::: STORED DATA :::
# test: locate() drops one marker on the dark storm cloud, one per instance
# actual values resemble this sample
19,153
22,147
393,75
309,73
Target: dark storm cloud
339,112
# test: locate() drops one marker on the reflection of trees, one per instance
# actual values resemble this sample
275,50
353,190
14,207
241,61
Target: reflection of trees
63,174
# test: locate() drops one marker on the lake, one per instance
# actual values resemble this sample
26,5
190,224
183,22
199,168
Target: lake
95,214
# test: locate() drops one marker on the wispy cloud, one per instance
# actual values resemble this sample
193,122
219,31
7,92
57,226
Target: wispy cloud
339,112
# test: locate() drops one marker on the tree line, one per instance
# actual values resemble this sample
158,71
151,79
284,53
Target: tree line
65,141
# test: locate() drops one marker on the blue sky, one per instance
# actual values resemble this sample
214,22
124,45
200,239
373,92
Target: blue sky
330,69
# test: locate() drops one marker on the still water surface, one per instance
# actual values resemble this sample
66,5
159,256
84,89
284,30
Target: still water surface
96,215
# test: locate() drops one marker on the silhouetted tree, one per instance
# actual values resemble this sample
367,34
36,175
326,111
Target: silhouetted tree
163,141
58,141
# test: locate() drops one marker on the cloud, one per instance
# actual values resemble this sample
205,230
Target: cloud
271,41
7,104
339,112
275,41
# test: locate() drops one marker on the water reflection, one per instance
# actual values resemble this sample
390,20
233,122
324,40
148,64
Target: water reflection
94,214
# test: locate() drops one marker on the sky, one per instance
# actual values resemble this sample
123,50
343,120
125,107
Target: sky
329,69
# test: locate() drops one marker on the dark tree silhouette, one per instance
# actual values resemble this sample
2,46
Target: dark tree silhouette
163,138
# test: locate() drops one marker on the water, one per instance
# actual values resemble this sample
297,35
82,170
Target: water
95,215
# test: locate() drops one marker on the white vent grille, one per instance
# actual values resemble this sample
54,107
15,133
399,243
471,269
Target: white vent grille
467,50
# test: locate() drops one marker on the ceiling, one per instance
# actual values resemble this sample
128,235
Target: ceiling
:::
> _BRIEF_
Return all of the entries above line for line, with no changes.

> _WORKED SOLUTION_
# test: locate() drops one marker on the dark storm cloud, one per instance
# actual values resemble this sample
19,153
22,147
393,75
309,73
Target: dark storm cloud
339,112
# test: locate() drops one marker on the reflection of trees, one per instance
# actual values resemble this sample
275,50
353,190
14,207
241,61
Target: reflection of trees
63,174
# test: locate() drops one marker on the lake, one per instance
# actual values resemble this sample
26,5
190,224
183,22
199,168
Target: lake
95,214
# test: locate() drops one marker on the wispy cloud, one per instance
# actual values resemble this sample
193,122
219,31
7,92
57,226
Target: wispy cloud
339,112
# test: locate() drops one marker on the tree line, one per instance
# actual values resemble this sample
158,71
151,79
284,53
Target: tree line
65,141
# test: locate() drops one marker on the blue sky, one per instance
# actual values resemble this sample
214,22
124,45
200,239
373,92
Target: blue sky
330,69
# test: locate() drops one marker on the still water surface, one per instance
# actual values resemble this sample
66,5
159,256
84,89
284,30
Target: still water surface
96,215
# test: locate() drops one marker on the silhouetted tree, one per instance
# actual values resemble this sample
367,34
36,175
326,111
Target: silhouetted tree
163,141
58,141
# test: locate() drops one marker on the cloud, one per instance
# actual values resemble this sample
205,230
Target: cloud
271,41
7,104
339,112
275,41
# test: locate() drops one marker on the water reflection, one per instance
# actual values resemble this sample
390,20
233,122
324,40
148,64
Target: water reflection
94,214
# test: locate() drops one marker on the sky, one per instance
# actual values resemble this sample
123,50
343,120
125,107
Target: sky
329,69
# test: locate() drops one marker on the dark tree silhouette, one per instance
# actual values resemble this sample
2,46
Target: dark tree silhouette
163,138
# test: locate() drops one marker on the water, one per instance
# actual values resemble this sample
297,35
82,170
Target: water
95,215
# test: locate() drops one marker on the white vent grille, one per instance
# actual values resemble this sample
54,107
15,133
399,243
471,269
Target: white vent grille
467,50
# test: locate() drops one marker on the ceiling, one per instance
# actual values resemble this sample
128,235
Target: ceiling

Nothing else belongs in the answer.